◆ **Exercise**
All entries are to be copied verbatim, while the pictures stay out.
==============================
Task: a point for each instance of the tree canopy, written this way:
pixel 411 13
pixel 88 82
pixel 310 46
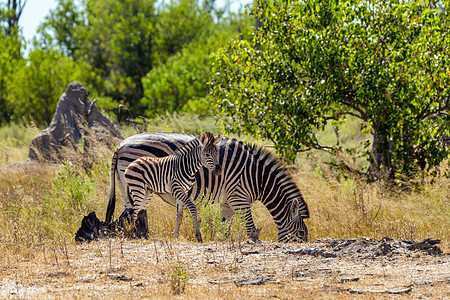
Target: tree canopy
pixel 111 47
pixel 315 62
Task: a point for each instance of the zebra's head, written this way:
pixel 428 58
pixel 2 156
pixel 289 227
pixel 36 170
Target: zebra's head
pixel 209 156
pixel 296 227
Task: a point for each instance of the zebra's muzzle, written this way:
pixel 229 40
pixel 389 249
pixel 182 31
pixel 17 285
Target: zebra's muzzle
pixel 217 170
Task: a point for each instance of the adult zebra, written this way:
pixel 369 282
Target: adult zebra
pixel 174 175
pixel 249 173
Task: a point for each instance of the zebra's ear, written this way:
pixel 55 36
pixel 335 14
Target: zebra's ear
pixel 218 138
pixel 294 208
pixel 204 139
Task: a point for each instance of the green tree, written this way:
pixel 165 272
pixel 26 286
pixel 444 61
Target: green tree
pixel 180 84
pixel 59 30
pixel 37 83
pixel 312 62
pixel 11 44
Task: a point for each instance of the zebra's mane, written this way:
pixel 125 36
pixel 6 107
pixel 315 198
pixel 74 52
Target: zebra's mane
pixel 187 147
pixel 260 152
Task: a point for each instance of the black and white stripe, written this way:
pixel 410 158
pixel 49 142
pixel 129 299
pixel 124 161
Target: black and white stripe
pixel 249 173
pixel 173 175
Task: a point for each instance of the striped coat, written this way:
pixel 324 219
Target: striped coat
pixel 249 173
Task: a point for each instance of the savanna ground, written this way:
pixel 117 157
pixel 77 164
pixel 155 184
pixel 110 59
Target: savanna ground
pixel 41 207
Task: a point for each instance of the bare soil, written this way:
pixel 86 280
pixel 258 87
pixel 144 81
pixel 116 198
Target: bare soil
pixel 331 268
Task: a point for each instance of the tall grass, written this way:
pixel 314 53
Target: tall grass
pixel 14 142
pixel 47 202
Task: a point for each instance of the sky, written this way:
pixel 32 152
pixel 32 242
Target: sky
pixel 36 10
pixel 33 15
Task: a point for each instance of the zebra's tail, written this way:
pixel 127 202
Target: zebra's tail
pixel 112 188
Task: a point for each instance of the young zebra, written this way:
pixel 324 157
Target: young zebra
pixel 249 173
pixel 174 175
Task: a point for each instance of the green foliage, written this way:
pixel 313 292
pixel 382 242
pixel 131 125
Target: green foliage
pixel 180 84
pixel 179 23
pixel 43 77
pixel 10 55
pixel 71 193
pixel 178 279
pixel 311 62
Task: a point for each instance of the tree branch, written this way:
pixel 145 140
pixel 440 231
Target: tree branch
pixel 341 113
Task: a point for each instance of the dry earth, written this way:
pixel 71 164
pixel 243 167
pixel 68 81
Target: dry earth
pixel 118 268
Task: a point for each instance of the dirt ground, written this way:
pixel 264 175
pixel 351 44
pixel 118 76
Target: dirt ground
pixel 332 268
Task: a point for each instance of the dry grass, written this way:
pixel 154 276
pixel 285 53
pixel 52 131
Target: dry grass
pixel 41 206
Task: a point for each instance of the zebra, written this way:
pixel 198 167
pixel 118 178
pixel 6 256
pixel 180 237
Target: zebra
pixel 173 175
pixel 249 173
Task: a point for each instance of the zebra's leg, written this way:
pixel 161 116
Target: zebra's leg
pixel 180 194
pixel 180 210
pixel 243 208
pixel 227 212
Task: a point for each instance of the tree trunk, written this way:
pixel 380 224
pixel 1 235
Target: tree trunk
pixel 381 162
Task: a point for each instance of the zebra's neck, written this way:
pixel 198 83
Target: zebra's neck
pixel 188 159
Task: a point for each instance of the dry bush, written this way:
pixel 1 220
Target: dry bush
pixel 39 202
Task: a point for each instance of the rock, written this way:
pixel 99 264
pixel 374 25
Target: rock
==============================
◆ **Reply**
Task: a point for each instance of the tree canopy, written this way:
pixel 411 13
pixel 88 82
pixel 310 46
Target: tree canopy
pixel 111 47
pixel 315 62
Task: a point for each instance of the zebra's head, written this way:
pixel 428 58
pixel 2 156
pixel 289 227
pixel 36 170
Target: zebra's head
pixel 209 156
pixel 296 227
Task: a point for each instance of the zebra's muzzle, written this way:
pixel 229 40
pixel 389 249
pixel 182 31
pixel 17 285
Target: zebra's muzzle
pixel 217 170
Task: a point for each instance of the adult zebra, written this way:
pixel 369 282
Target: adult zebra
pixel 174 175
pixel 249 173
Task: a point for each instance of the zebra's ear, written this way:
pixel 55 36
pixel 335 14
Target: zebra's ear
pixel 218 138
pixel 294 208
pixel 204 139
Task: a point for each instance of the green tree, written this way:
pixel 165 272
pixel 26 286
pixel 444 61
Target: green tree
pixel 180 84
pixel 59 30
pixel 37 83
pixel 312 62
pixel 11 44
Task: a point for each instance of the zebra's mane, written this way:
pixel 125 36
pixel 6 107
pixel 315 198
pixel 74 52
Target: zebra's mane
pixel 187 147
pixel 260 152
Task: a point for each instance of the black and white stripe, written this way:
pixel 410 158
pixel 49 142
pixel 129 299
pixel 124 161
Target: black and white stripe
pixel 249 173
pixel 173 175
Task: a point for each instance of the striped coat, written this way:
pixel 324 219
Target: striped coat
pixel 249 173
Task: a point for each instance of the savanna ground, written this way:
pixel 117 157
pixel 77 164
pixel 155 184
pixel 110 59
Target: savanna ground
pixel 41 207
Task: a point for each instance of the bare soil, written this way:
pixel 86 280
pixel 258 87
pixel 144 81
pixel 116 198
Target: bare soil
pixel 331 268
Task: a point for each instance of the tall grass, written this way:
pixel 314 53
Target: tall grass
pixel 14 142
pixel 47 202
Task: a point for each instance of the sky, written this way:
pixel 32 152
pixel 32 242
Target: sky
pixel 36 10
pixel 33 15
Task: a point for each instance of the zebra's tail, written this way:
pixel 127 202
Target: zebra's tail
pixel 112 188
Task: a point for each instance of the young zebra, written this way:
pixel 324 157
Target: young zebra
pixel 249 173
pixel 174 175
Task: a point for each instance of the green foliage, written this way:
pixel 313 292
pixel 382 242
pixel 131 125
Target: green foliage
pixel 180 84
pixel 179 23
pixel 43 77
pixel 10 55
pixel 71 193
pixel 178 279
pixel 311 62
Task: a point for each instance of the tree branch, written this way:
pixel 145 140
pixel 440 231
Target: tree branch
pixel 341 113
Task: a point for each instance of the dry earth, written this way:
pixel 71 164
pixel 243 167
pixel 68 81
Target: dry earth
pixel 118 268
Task: a point for each instance of the dirt ground, written this way:
pixel 264 175
pixel 351 44
pixel 118 76
Target: dirt ground
pixel 332 268
Task: a point for each instance of the dry grass, written this way:
pixel 154 276
pixel 285 53
pixel 52 131
Target: dry grass
pixel 41 206
Task: a point for each instance of the zebra, written this way:
pixel 198 167
pixel 118 178
pixel 6 256
pixel 180 237
Target: zebra
pixel 173 175
pixel 249 173
Task: a point for each instance of the zebra's leg, written this way:
pixel 161 116
Target: zebra's leg
pixel 180 194
pixel 180 210
pixel 243 208
pixel 227 212
Task: a point for each instance of the tree trunk, written this way:
pixel 380 224
pixel 1 235
Target: tree trunk
pixel 381 162
Task: a point for each instance of the zebra's neck, written this way:
pixel 198 83
Target: zebra's neck
pixel 188 159
Task: a point for each instance of the dry bush, written this way:
pixel 1 220
Target: dry bush
pixel 39 202
Task: a point for each instance of the rock, written this way:
pixel 99 264
pixel 374 25
Target: rock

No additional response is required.